— BEGIN —

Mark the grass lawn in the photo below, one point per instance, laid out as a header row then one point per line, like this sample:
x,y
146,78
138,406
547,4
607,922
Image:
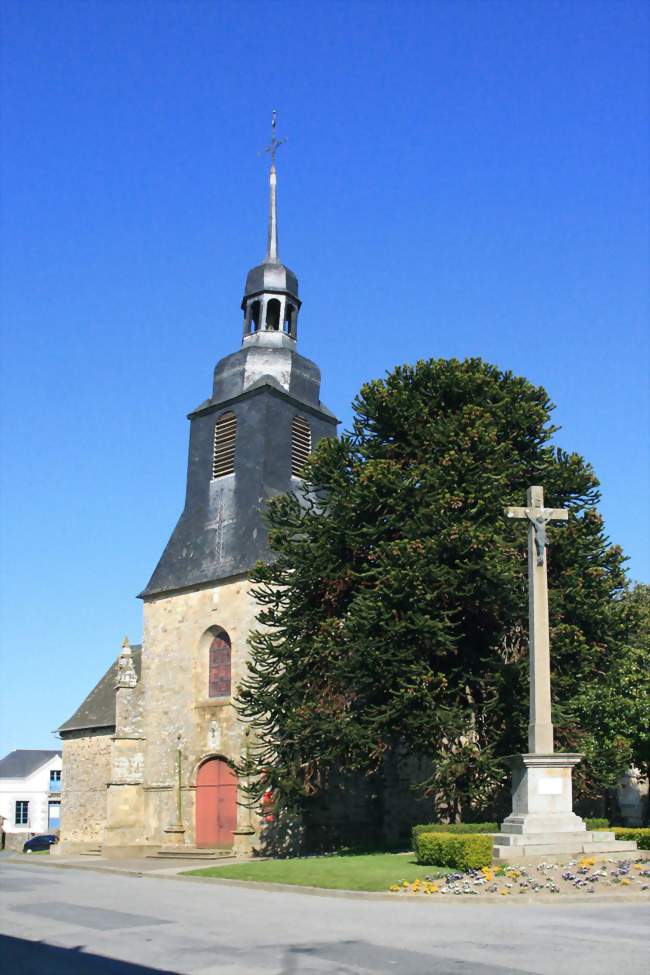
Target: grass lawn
x,y
367,871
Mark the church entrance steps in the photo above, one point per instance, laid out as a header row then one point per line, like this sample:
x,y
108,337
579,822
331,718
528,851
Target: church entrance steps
x,y
190,853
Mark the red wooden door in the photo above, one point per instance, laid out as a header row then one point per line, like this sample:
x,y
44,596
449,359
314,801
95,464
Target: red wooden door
x,y
216,804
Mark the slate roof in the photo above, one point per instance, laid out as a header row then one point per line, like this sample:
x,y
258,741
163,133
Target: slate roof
x,y
24,761
98,709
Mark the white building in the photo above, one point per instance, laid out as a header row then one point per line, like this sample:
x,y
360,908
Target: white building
x,y
30,791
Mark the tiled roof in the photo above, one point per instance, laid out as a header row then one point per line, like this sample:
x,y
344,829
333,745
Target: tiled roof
x,y
24,761
98,709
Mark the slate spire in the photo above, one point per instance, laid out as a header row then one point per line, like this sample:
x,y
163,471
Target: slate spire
x,y
271,302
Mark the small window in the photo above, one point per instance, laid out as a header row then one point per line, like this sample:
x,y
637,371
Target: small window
x,y
223,453
22,813
219,666
273,315
300,445
255,316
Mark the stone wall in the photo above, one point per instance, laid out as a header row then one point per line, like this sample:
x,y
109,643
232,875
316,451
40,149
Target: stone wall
x,y
85,775
179,714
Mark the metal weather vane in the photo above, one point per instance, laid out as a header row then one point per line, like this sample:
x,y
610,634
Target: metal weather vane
x,y
275,143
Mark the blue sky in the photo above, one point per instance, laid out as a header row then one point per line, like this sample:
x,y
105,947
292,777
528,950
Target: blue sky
x,y
461,179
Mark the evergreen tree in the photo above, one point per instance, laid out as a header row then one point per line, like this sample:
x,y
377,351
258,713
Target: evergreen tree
x,y
394,614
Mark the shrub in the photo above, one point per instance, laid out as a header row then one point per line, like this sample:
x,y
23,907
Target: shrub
x,y
455,828
463,851
640,835
597,823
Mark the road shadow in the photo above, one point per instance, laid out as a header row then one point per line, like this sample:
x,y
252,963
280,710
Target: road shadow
x,y
38,958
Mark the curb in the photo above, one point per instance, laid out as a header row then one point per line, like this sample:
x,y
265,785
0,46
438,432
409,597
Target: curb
x,y
634,897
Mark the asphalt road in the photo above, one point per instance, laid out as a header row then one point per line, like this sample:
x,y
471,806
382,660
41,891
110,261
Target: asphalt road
x,y
76,922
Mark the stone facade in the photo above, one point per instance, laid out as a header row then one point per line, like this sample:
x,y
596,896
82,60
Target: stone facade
x,y
86,773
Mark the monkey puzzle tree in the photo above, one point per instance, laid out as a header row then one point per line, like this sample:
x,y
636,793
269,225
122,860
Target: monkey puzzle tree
x,y
394,613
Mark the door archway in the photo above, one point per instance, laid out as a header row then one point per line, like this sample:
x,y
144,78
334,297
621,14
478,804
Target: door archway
x,y
216,803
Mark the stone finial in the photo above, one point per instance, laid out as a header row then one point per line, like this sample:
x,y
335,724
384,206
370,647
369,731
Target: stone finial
x,y
125,675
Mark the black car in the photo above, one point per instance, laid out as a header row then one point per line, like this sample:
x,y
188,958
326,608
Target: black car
x,y
39,843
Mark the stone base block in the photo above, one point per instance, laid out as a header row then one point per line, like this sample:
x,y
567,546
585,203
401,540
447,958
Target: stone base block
x,y
127,851
541,845
576,838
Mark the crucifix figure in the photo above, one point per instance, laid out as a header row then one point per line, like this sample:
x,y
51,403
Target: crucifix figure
x,y
540,729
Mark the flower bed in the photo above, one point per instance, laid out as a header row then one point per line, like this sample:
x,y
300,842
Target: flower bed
x,y
585,875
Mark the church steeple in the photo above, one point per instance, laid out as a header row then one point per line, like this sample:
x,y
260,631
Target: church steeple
x,y
270,303
250,439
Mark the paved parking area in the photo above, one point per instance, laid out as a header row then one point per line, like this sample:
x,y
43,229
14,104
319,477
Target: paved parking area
x,y
82,922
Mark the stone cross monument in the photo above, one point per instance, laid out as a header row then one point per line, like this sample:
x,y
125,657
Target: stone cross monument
x,y
540,729
542,821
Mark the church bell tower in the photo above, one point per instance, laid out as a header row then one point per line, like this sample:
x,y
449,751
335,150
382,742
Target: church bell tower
x,y
250,439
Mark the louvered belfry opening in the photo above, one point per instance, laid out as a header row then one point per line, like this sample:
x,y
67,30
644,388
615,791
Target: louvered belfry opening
x,y
300,445
223,455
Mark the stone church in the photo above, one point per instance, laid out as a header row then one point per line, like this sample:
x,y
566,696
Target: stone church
x,y
147,757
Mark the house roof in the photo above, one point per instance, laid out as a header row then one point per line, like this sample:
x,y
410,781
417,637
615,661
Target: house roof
x,y
98,709
24,761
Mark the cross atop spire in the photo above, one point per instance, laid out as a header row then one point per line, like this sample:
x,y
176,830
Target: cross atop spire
x,y
272,148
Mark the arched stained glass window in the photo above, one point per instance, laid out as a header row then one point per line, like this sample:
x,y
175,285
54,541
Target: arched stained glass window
x,y
219,664
300,445
225,436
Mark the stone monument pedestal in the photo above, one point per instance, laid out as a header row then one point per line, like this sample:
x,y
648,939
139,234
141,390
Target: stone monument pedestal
x,y
542,822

— END —

Using the material above, return every line exactly as it appears, minus the pictures.

Result of this exercise →
Mark the grass lawn in the photo below, one point per instance, laid out as a header row then one point per line, like this sample:
x,y
146,78
138,406
547,4
607,922
Image:
Target: grass lawn
x,y
367,871
Mark the church entrance steps in the photo above, one point per instance, laid out as a header row then one point per line, like this sample:
x,y
108,337
579,822
331,718
528,851
Target: church entrance steps
x,y
190,853
Mark the red wooden door in the photo above, one point per instance, laid out as a header row then one point per line, like this sample:
x,y
44,596
449,359
314,801
95,464
Target: red wooden door
x,y
216,804
Mark the slate roof in the photo above, one point per instance, laid out as a header row then one point per line, like this sample:
x,y
258,741
163,133
Target: slate roof
x,y
24,761
98,709
Mark the white building in the photo above, one point per instance, laid out as a header row then one point per line, like this sample:
x,y
360,908
Target: white building
x,y
30,791
Mark the tiled roof in the photo above, one point per instance, laid out as a header row then one point per line, like this sample:
x,y
344,829
333,745
Target: tiled roof
x,y
24,761
98,709
Mark the slate spire in the photo above, one point per instance, laid out as a header row then one point per line, like this sample:
x,y
163,471
Target: slate spire
x,y
271,302
Mark the small window in the photo above, one point per instance, laid out as a header row then one point per line, like this sample:
x,y
637,371
Target: small window
x,y
223,453
22,813
219,666
273,315
300,445
255,316
Mark the stone wall in the photo above, one point per instance, laid out as a header row then one point per line, like this sample:
x,y
109,643
232,875
316,451
40,149
Target: stone wall
x,y
85,775
179,714
Mark the metal weather vane in the photo above, one point per instance, laid out as a header row then one point per line, like this sample:
x,y
610,634
Target: metal weather vane
x,y
275,143
Mark the blue sky in the photo above, one point per instance, laid out as a header row then one point per line, like this sample:
x,y
105,947
292,777
528,950
Target: blue sky
x,y
461,179
Mark the evergreen tree in the photo above, one point per instance, laid out as a header row then one point per line, like this sample:
x,y
377,351
258,713
Target: evergreen tree
x,y
394,614
Mark the shrub in the photo above, one point per instance, laid out as a header row then one point per line, like this sample:
x,y
23,907
Target: shrub
x,y
455,828
463,851
640,835
597,823
Mark the road shadow in the photo above, one point per instance, laid out as a header row then one point per line, like this sample:
x,y
252,963
280,710
Target: road shadow
x,y
38,958
Mark the curb in the photo above, one point per instance, laid out as a header row then one point per line, like this sample:
x,y
265,785
0,46
438,432
409,597
Target: curb
x,y
634,897
Mark the asphalt road in the photo above, one point per instance, laid out as a header row then one point per line, like this sample:
x,y
471,806
382,660
41,891
110,261
Target: asphalt road
x,y
76,922
Mark the stone facade in the photo above, one point per instance, laid out as a header row then one point per line, like this sample:
x,y
596,896
82,60
Target: stone facade
x,y
86,773
Mark the monkey puzzle tree in the photo above, one point per instance, laid out as a header row then one point per line, like this sample:
x,y
636,793
269,225
122,860
Target: monkey puzzle tree
x,y
394,613
Mark the door archway in the photo above, one point per instance, laid out as a header row then one point per line, like this sample:
x,y
144,78
334,297
621,14
478,804
Target: door archway
x,y
216,803
Mark the stone finial in the photo above, one point per instance, laid out as a header row then one point per line, like this sample:
x,y
335,724
384,206
370,647
369,731
Target: stone finial
x,y
125,675
Mark the black car in the photo above, one point per instance, laid out as a header row then one point per line, like this sample:
x,y
188,958
326,608
Target: black car
x,y
39,843
Mark the stone base block in the photo above, one point per instance, laid out as a header row then one point per line, like this sample:
x,y
567,546
585,203
401,540
447,958
Target: stone base block
x,y
127,851
541,845
576,838
Mark the crucifix figure in the photo above, one point per instance, laid out as a header row then one point per line, like this sample:
x,y
51,403
Target: crucifix figure
x,y
540,729
Mark the flower bed in the photo above, one point per instance, laid out as a header row then one point per line, like this sample:
x,y
300,842
Target: flower bed
x,y
585,875
Mark the church steeple in the photo above, one point per instance, laid out as a header row then one point per line, like this sample:
x,y
260,631
Target: church steeple
x,y
270,303
250,439
Mark the paved parking area in the photo above, one point per instance, laid out as a header row then one point per line, like this sample:
x,y
43,229
14,104
319,477
Target: paved parking area
x,y
82,922
Mark the stone cross monument in the photo above, one point per instance, laid out as a header row then one point per line, like this sample:
x,y
125,657
Target: stone cross monument
x,y
540,729
542,821
Mark the church bell tower in the photo above, one point per instance, laid out as a header row then one point per line, like this sample:
x,y
449,751
335,150
382,742
Target: church bell tower
x,y
250,439
Mark the louvered belfry opening in the photo above, one point per instance, laid out as a header row then one point per line, like this sample:
x,y
67,30
644,388
615,791
Target: louvered belfry opening
x,y
300,445
223,455
Mark the stone church in the photo above, one point per instance, laid out as a header row then one point per line, like this sample:
x,y
566,696
Target: stone church
x,y
147,757
Mark the house roof in the photo above, one point per instance, laid out as a header row then one point per line, like this sample:
x,y
410,781
417,637
615,661
Target: house roof
x,y
98,709
24,761
Mark the cross atop spire in the photo above, one point per instance, laid out as a header row then one point per line, like this sample:
x,y
176,830
Target: cross atop spire
x,y
272,148
Mark the arched stained glass window in the photo above, one point per instance, laid out as a header row then one point per line, like this sample:
x,y
175,285
54,541
Target: arched stained glass window
x,y
219,664
300,445
225,436
Mark the stone monument pedestal in the photo above, one point per instance, laid out as a header row then one point per line, like this sample:
x,y
648,939
139,234
141,390
Target: stone monument pedestal
x,y
542,822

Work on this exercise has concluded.